> _Task directions_
In the discussion of using #within in integration tests, what does the writer say that making the restriction very specific does?

> _Document extract_
━━━━━━━━━━
Really? Expressed like that in a written-by-the-client, natural
language feature file?
Anyway... I do use #within to restrict some assertions to avoid false
positives. But I wouldn't make it that specific, it only makes your
integration tests brittle. So I do:
within "#some_big_container" do
assert_contain "Foo"
end
If you really want it, you could use :nth-child or the XPath
equivalents, they should work...
Yes really. I think that it's a valid interpretation. I don't read
any ordering of which div.catchphrase it should be in.
but as I said a bit later, just to make it clearer, I'd write a
different step so that I could say
I should see "foo" within any "whatever"
or maybe within some/
>
> Anyway... I do use #within to restrict some assertions to avoid false
> positives. But I wouldn't make it that specific, it only makes your
> integration tests brittle. So I do:
>
> within "#some_big_container" do
> assert_contain "Foo"
━━━━━━━━━━
> _Recorded information_
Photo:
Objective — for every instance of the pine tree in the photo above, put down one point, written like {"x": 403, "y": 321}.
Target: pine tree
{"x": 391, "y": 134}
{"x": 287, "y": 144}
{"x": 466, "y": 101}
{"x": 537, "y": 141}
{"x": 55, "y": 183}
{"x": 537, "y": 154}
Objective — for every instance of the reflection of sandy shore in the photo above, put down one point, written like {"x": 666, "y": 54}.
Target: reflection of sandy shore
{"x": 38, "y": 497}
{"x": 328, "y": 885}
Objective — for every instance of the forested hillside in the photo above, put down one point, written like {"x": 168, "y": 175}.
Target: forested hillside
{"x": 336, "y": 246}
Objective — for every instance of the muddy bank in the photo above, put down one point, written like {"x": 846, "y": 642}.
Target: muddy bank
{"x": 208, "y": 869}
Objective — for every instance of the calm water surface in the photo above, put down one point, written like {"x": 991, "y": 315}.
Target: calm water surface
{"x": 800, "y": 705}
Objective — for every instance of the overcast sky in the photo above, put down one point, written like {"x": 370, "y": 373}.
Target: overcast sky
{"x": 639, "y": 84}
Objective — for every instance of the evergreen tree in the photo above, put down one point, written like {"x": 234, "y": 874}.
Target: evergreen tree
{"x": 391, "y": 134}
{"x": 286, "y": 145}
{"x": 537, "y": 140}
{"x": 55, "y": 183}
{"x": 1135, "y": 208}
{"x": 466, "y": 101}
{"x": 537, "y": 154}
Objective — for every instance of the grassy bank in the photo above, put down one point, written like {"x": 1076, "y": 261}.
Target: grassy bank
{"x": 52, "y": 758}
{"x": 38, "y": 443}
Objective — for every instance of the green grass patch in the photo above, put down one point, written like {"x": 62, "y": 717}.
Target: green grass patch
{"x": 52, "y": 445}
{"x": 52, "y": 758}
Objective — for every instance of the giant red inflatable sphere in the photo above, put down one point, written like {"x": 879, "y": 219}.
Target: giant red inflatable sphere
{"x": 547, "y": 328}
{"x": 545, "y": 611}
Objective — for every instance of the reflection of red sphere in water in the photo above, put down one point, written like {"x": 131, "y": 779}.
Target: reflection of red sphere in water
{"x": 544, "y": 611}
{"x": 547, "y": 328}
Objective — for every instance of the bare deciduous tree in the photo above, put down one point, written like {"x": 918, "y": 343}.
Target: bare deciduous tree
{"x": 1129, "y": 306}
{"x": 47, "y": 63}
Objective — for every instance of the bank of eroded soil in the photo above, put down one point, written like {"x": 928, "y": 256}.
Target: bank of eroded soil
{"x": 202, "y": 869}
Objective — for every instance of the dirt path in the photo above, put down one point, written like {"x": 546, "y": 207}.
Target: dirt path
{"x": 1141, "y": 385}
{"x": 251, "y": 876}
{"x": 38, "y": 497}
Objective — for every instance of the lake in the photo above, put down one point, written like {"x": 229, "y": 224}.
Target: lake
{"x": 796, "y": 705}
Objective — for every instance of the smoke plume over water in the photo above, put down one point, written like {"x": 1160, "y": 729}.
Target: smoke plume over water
━━━━━━━━━━
> _Task result_
It makes the integration tests brittle.